YOUR OBJECTIVE:
Put every line of the material below into a Markdown table with two columns, Row for the row number and Line for the text of that line. Leave out blank lines.

DATASET ENTRIES:
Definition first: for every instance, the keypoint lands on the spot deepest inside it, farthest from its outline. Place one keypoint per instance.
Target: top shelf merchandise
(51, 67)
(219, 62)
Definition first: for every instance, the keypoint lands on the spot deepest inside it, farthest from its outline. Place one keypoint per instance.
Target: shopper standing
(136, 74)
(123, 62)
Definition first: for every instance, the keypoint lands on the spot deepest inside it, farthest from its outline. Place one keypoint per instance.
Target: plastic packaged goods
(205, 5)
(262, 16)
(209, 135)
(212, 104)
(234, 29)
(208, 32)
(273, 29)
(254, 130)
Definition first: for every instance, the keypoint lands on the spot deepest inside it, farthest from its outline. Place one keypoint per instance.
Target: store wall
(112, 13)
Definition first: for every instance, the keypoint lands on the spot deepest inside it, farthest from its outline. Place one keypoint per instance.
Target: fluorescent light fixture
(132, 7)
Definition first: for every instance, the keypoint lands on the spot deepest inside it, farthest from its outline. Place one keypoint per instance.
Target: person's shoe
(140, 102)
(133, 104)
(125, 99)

WRITTEN SOLUTION:
| Row | Line |
|---|---|
| 1 | Definition first: for every instance, the keypoint lands on the spot deepest inside it, farthest from its outline. Place one keypoint per instance. |
| 2 | Target: top shelf merchandise |
| 3 | (51, 67) |
| 4 | (219, 62) |
| 5 | Definition first: for every instance, the keypoint lands on the spot deepest inside it, farthest from its outline. Place one keypoint per instance. |
| 6 | Target: shopper standing |
| 7 | (136, 74) |
| 8 | (123, 62) |
| 9 | Definition first: for every instance, the keypoint lands on the spot deepest inside it, farthest from its outline. Place one keypoint per instance. |
| 10 | Target: plastic packaged goods |
| 11 | (205, 5) |
| 12 | (262, 16) |
| 13 | (209, 135) |
| 14 | (212, 104) |
| 15 | (234, 29) |
| 16 | (208, 32) |
| 17 | (273, 29) |
| 18 | (254, 130) |
| 19 | Definition first: for every instance, the keypoint lands on the spot deepest inside it, farthest from its outline. Place one keypoint per instance. |
| 20 | Target: store wall |
| 21 | (112, 13) |
| 22 | Definition first: for every instance, the keypoint lands on the spot deepest inside it, farthest from its outline. Place one keypoint per instance. |
| 23 | Target: fluorescent light fixture |
| 24 | (132, 7) |
| 25 | Definition first: for every instance, the keypoint lands on the spot deepest inside it, farthest from its outline. Place one keypoint per instance. |
| 26 | Target: person's shoe |
| 27 | (140, 102) |
| 28 | (133, 104) |
| 29 | (125, 99) |